**DIRECTION:** Write out every line of the records below word for word, leaving nothing out and changing nothing.

— Start of THE DATA —

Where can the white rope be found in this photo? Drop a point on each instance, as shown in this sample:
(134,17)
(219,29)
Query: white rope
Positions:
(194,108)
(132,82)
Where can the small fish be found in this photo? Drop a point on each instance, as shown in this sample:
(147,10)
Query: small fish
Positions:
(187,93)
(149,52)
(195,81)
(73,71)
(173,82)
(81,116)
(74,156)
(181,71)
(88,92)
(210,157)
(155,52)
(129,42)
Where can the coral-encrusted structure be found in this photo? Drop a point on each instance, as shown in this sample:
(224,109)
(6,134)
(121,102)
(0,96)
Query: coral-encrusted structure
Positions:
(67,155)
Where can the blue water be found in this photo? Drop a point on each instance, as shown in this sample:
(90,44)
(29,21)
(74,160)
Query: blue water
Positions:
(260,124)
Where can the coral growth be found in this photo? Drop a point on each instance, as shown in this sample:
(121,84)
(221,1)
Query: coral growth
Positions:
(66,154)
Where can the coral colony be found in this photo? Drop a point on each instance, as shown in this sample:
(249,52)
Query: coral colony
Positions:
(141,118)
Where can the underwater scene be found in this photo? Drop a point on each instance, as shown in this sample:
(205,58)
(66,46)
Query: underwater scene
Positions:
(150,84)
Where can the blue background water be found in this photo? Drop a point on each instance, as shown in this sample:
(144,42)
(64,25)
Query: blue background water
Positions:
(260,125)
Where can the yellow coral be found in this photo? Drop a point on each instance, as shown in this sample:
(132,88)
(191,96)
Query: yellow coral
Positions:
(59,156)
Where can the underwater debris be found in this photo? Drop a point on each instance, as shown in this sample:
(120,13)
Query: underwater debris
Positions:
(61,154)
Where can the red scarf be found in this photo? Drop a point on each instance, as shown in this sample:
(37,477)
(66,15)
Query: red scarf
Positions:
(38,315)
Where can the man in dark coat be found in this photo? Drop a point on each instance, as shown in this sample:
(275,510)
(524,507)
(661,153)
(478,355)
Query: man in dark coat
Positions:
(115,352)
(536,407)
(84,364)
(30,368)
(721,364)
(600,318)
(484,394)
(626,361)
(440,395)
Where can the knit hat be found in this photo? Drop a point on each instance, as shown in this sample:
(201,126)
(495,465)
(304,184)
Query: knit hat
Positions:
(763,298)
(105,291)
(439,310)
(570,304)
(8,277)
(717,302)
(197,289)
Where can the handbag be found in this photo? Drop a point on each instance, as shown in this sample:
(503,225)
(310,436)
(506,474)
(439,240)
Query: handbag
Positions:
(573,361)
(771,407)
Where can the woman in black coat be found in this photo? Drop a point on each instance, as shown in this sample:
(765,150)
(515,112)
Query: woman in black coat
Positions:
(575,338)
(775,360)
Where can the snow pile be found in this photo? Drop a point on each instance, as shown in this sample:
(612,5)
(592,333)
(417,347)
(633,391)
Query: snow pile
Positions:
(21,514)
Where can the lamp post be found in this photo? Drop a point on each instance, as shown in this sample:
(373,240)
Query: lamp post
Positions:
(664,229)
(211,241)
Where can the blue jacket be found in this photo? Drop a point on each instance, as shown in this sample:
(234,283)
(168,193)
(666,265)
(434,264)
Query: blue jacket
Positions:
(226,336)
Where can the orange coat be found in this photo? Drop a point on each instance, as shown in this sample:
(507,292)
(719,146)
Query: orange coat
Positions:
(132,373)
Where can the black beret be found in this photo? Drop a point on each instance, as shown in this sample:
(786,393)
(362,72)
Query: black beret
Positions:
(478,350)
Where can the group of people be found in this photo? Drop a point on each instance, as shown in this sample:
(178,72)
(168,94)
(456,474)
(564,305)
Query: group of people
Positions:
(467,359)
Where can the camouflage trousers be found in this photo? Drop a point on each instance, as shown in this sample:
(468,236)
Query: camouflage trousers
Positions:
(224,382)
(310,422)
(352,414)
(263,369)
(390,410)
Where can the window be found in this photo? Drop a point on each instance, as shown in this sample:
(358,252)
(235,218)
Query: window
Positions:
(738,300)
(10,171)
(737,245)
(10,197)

— End of THE DATA —

**EXPECTED ANSWER:**
Where can the white rope be found in this photo? Drop a point on each instance, as shown in this sample:
(134,17)
(219,29)
Query: white rope
Positions:
(194,108)
(132,82)
Where can the small fish be found in this photo? Drop a point on each instance, as shown in this sample:
(147,10)
Query: small fish
Positions:
(187,93)
(149,52)
(195,81)
(73,71)
(173,82)
(81,116)
(74,156)
(181,71)
(88,92)
(210,157)
(155,52)
(129,42)
Where can the coral-encrusted structure be found in this photo? Drop a point on each instance, as shown in this sample:
(224,109)
(6,134)
(121,102)
(0,96)
Query: coral-encrusted structure
Positions:
(67,155)
Where can the blue water be found in this photo? Drop a point on each instance, as shown in this sample:
(90,44)
(29,21)
(74,160)
Query: blue water
Positions:
(260,124)
Where can the coral growth be found in this photo? Drop a point on each instance, as shown in this sample:
(121,84)
(221,1)
Query: coral growth
Positions:
(66,154)
Where can the coral colony be found in this photo? Drop a point on each instance, as shown in this sample:
(249,52)
Query: coral colony
Positions:
(141,118)
Where can the underwater scene be found in this photo? Drop a point on each instance, as shown in this sample:
(205,58)
(66,46)
Query: underwater scene
Positions:
(150,84)
Where can the blue background water be found in this photo? Drop a point on each instance, as shown in this sample:
(144,42)
(64,25)
Query: blue background water
Positions:
(260,125)
Where can the yellow coral be found in this photo? Drop a point on each instance, as shown in this sample:
(132,88)
(191,96)
Query: yellow coral
Positions:
(59,156)
Where can the underwater debris be found in this photo? Drop a point on each instance, as shown in this sample:
(120,13)
Query: underwater debris
Positions:
(61,154)
Where can the red scarf be found in this photo? Drop a point on each instance, as shown in this sample:
(37,477)
(66,15)
Query: red scarf
Positions:
(38,315)
Where can the man in dark coat be found in this photo? Drop a point on each instance, as shown in this sample:
(275,510)
(524,507)
(661,153)
(478,355)
Query: man in dark coat
Positions:
(115,352)
(536,407)
(84,364)
(30,368)
(721,364)
(600,318)
(484,394)
(626,361)
(440,395)
Where can the knit hat be found in this photo? Drop a point on each instance, as shown in this sample:
(201,126)
(495,465)
(304,184)
Query: knit hat
Positions:
(763,298)
(105,291)
(439,310)
(570,304)
(8,277)
(717,302)
(197,289)
Where can the handbag be found in this photo? Drop a point on each instance, as shown in this sample:
(503,225)
(310,436)
(506,474)
(439,240)
Query: handbag
Positions:
(573,361)
(771,407)
Where can the woman in black coat be found in this photo? Drop a point on each instance, as shown in this sample:
(765,150)
(515,112)
Query: woman in black coat
Positions:
(575,338)
(775,360)
Where can the snow pile be found in this photo? Drop a point on each instance, as shown in this sample:
(612,5)
(592,333)
(417,347)
(633,391)
Query: snow pile
Positions:
(21,514)
Where can the lamp post be found in this photo? Drop a point on each instance, as shown in this sample:
(373,240)
Query: lamp post
Positions:
(664,229)
(211,241)
Where can the blue jacket be found in this photo? Drop a point on each instance, as shown in this sample:
(234,283)
(168,193)
(666,265)
(434,264)
Query: blue jacket
Positions:
(226,336)
Where can the orange coat be found in this photo? Drop a point on each instance, as shown in this sample:
(507,292)
(719,146)
Query: orange coat
Positions:
(132,373)
Where can the black beret be found in this photo? Drop a point on each instance, as shown in this sample:
(786,393)
(362,72)
Query: black beret
Positions:
(478,350)
Where can the group of people be found in this photo? Drop a point on each instance, as shown in this sample:
(178,72)
(168,94)
(456,474)
(564,305)
Query: group of people
Positions:
(467,359)
Where can the camouflage trousers be found in this photo? Drop a point on each instance, as shown in this sample:
(468,236)
Query: camouflage trousers
Positions:
(224,382)
(310,422)
(352,414)
(263,369)
(390,410)
Where can the window be found in this photo? Drop a point on each instance, as shown in this sample:
(358,252)
(235,218)
Query: window
Positions:
(738,300)
(10,171)
(737,245)
(10,197)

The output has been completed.